• _What you are asked to do_:
Set down all of the entries exactly, leaving nothing out.
____________
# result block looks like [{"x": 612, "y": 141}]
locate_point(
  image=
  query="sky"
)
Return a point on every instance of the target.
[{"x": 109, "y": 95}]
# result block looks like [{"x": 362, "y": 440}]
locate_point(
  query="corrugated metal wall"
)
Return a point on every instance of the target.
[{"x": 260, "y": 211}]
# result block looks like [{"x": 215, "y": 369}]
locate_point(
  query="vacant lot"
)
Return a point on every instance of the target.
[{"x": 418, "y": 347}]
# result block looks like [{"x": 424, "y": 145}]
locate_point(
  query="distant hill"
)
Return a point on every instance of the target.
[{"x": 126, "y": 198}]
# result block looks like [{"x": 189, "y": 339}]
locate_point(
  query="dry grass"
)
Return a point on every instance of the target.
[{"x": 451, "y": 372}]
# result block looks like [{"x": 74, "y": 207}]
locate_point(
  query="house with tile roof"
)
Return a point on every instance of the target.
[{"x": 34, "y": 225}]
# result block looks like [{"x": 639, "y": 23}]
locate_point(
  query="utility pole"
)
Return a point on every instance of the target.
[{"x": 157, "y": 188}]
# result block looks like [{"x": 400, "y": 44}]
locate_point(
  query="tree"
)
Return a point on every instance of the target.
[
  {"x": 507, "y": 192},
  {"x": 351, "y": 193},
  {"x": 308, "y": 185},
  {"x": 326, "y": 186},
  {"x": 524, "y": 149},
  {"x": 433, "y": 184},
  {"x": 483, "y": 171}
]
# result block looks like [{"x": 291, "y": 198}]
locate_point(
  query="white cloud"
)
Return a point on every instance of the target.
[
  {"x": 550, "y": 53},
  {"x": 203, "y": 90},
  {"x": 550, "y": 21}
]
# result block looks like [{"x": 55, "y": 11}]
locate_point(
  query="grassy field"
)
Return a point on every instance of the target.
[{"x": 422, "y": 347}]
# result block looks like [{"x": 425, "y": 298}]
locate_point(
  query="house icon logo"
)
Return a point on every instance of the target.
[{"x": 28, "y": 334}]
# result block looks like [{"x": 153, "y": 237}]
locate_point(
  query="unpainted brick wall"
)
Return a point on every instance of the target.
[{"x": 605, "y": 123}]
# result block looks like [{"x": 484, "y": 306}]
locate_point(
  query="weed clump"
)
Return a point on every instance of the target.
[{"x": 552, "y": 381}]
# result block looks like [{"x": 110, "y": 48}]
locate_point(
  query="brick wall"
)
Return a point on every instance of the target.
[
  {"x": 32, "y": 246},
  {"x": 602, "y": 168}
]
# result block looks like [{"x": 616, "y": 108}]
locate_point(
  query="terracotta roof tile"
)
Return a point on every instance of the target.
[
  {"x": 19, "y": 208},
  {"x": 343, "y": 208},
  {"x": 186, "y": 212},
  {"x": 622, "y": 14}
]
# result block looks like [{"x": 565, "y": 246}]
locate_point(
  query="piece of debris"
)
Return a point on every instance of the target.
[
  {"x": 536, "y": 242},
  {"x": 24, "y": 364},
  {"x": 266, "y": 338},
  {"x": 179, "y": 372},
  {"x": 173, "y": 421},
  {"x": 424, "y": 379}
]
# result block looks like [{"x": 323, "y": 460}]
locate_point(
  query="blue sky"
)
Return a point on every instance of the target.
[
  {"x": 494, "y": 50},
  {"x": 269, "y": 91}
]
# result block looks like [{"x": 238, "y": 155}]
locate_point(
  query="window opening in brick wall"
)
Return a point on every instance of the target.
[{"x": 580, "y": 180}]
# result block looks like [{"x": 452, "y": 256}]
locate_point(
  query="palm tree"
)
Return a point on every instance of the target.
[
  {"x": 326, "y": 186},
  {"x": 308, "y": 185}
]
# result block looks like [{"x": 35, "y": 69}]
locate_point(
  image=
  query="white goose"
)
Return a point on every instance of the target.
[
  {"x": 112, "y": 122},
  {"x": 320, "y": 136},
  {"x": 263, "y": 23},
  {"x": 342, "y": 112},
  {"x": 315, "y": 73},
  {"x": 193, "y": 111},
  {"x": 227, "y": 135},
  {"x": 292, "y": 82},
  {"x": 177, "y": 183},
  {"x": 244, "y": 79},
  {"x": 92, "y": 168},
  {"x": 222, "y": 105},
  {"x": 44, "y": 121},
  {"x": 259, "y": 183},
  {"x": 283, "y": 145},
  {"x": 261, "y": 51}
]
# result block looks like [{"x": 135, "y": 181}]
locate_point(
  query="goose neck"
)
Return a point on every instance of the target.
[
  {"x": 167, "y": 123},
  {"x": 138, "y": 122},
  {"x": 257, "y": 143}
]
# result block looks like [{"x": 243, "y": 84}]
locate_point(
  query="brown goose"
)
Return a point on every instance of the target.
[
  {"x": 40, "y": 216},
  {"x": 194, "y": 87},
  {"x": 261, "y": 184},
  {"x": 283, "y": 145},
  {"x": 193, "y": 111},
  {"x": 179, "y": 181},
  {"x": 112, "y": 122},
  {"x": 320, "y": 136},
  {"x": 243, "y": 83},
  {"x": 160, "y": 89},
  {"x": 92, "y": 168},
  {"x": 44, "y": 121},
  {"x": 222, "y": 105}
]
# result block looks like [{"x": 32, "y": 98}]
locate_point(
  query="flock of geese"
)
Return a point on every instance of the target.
____________
• _Result_:
# result block looks like [{"x": 612, "y": 141}]
locate_point(
  image=
  query="sky"
)
Return a point on every instance of the target.
[{"x": 109, "y": 95}]
# result block looks like [{"x": 362, "y": 440}]
locate_point(
  query="corrugated metal wall"
)
Return a point on every instance of the target.
[{"x": 260, "y": 211}]
# result block looks like [{"x": 215, "y": 369}]
locate_point(
  query="vacant lot"
)
Return a point on every instance of the target.
[{"x": 418, "y": 347}]
# result block looks like [{"x": 424, "y": 145}]
locate_point(
  query="distant hill"
)
Return a point on every instance of the target.
[{"x": 126, "y": 198}]
# result block looks like [{"x": 189, "y": 339}]
locate_point(
  query="dry grass"
)
Return a point on every instance of the target.
[{"x": 451, "y": 372}]
# result block looks like [{"x": 74, "y": 207}]
locate_point(
  query="house with tile roof"
)
Return a point on every instance of the target.
[{"x": 34, "y": 225}]
# result block looks like [{"x": 639, "y": 23}]
locate_point(
  query="utility pole"
)
Return a point on every instance of the target.
[{"x": 157, "y": 188}]
# result block looks like [{"x": 400, "y": 44}]
locate_point(
  query="tree"
)
Return a point on every instance of the target.
[
  {"x": 507, "y": 192},
  {"x": 351, "y": 193},
  {"x": 308, "y": 185},
  {"x": 326, "y": 186},
  {"x": 524, "y": 149},
  {"x": 433, "y": 184},
  {"x": 483, "y": 171}
]
# result block looks like [{"x": 291, "y": 198}]
locate_point(
  query="white cloud"
)
Return a point on every instance of the target.
[
  {"x": 550, "y": 53},
  {"x": 203, "y": 90},
  {"x": 550, "y": 21}
]
# result block looks like [{"x": 55, "y": 11}]
locate_point(
  query="grassy field"
)
Return a point on every instance of the target.
[{"x": 422, "y": 347}]
# result block looks like [{"x": 425, "y": 298}]
locate_point(
  query="house icon logo"
)
Return a point on every instance of the target.
[{"x": 28, "y": 334}]
# result block looks like [{"x": 153, "y": 237}]
locate_point(
  query="unpainted brick wall"
)
Return a point on every instance of the target.
[{"x": 605, "y": 123}]
# result block looks like [{"x": 484, "y": 306}]
locate_point(
  query="weed clump"
)
Return a point on every instance of the target.
[{"x": 552, "y": 381}]
# result block looks like [{"x": 110, "y": 48}]
locate_point(
  query="brick wall"
)
Return a point on every instance of the target.
[
  {"x": 32, "y": 246},
  {"x": 602, "y": 168}
]
# result block looks like [{"x": 616, "y": 108}]
locate_point(
  query="terracotta roof tile"
)
Return a point on every instance of the target.
[
  {"x": 19, "y": 208},
  {"x": 343, "y": 208},
  {"x": 186, "y": 212},
  {"x": 622, "y": 14}
]
# result block looks like [{"x": 565, "y": 246}]
locate_point(
  query="piece of debris"
)
Return a point on every instance of the target.
[
  {"x": 536, "y": 242},
  {"x": 24, "y": 364},
  {"x": 266, "y": 338},
  {"x": 179, "y": 372},
  {"x": 173, "y": 421},
  {"x": 424, "y": 379}
]
# result block looks like [{"x": 323, "y": 460}]
locate_point(
  query="blue sky"
)
Return a point on every instance of the target.
[
  {"x": 494, "y": 50},
  {"x": 269, "y": 91}
]
# result block looks like [{"x": 238, "y": 155}]
locate_point(
  query="window opening in brick wall"
)
Return a point on every instance of the target.
[{"x": 580, "y": 180}]
# result block looks like [{"x": 452, "y": 256}]
locate_point(
  query="palm tree"
)
Return a point on every instance of the target.
[
  {"x": 326, "y": 186},
  {"x": 308, "y": 185}
]
# result block looks like [{"x": 35, "y": 69}]
locate_point(
  image=
  query="white goose"
)
Return a point on every instance of the target.
[
  {"x": 112, "y": 122},
  {"x": 320, "y": 136},
  {"x": 263, "y": 23},
  {"x": 342, "y": 112},
  {"x": 315, "y": 73},
  {"x": 193, "y": 111},
  {"x": 227, "y": 135},
  {"x": 292, "y": 82},
  {"x": 177, "y": 183},
  {"x": 244, "y": 79},
  {"x": 92, "y": 168},
  {"x": 222, "y": 105},
  {"x": 44, "y": 121},
  {"x": 259, "y": 183},
  {"x": 283, "y": 145},
  {"x": 261, "y": 51}
]
# result block looks like [{"x": 135, "y": 181}]
locate_point(
  query="goose neck"
)
Return a point on every instance of the target.
[
  {"x": 167, "y": 123},
  {"x": 138, "y": 122},
  {"x": 257, "y": 143}
]
# result block looks like [{"x": 243, "y": 84}]
locate_point(
  query="brown goose"
)
Return a point on every instance of the target.
[
  {"x": 40, "y": 216},
  {"x": 194, "y": 87},
  {"x": 261, "y": 184},
  {"x": 283, "y": 145},
  {"x": 193, "y": 111},
  {"x": 179, "y": 181},
  {"x": 112, "y": 122},
  {"x": 320, "y": 136},
  {"x": 243, "y": 83},
  {"x": 160, "y": 89},
  {"x": 92, "y": 168},
  {"x": 44, "y": 121},
  {"x": 222, "y": 105}
]
# result block looks like [{"x": 32, "y": 98}]
locate_point(
  query="flock of geese"
)
Return a point on every instance of the target.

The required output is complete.